= What is needed =
The word "instance" marks the lines to report; pull each of them from the listing.

━━━━━━━━━━━━━━━━

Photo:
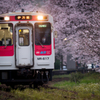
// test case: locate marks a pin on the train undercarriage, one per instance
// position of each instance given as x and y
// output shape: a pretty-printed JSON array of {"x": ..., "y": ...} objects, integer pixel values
[{"x": 25, "y": 76}]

━━━━━━━━━━━━━━━━

= Completed exercise =
// test case: locate marks a pin on the train undercarriage, one per instance
// position of each instance given as x and y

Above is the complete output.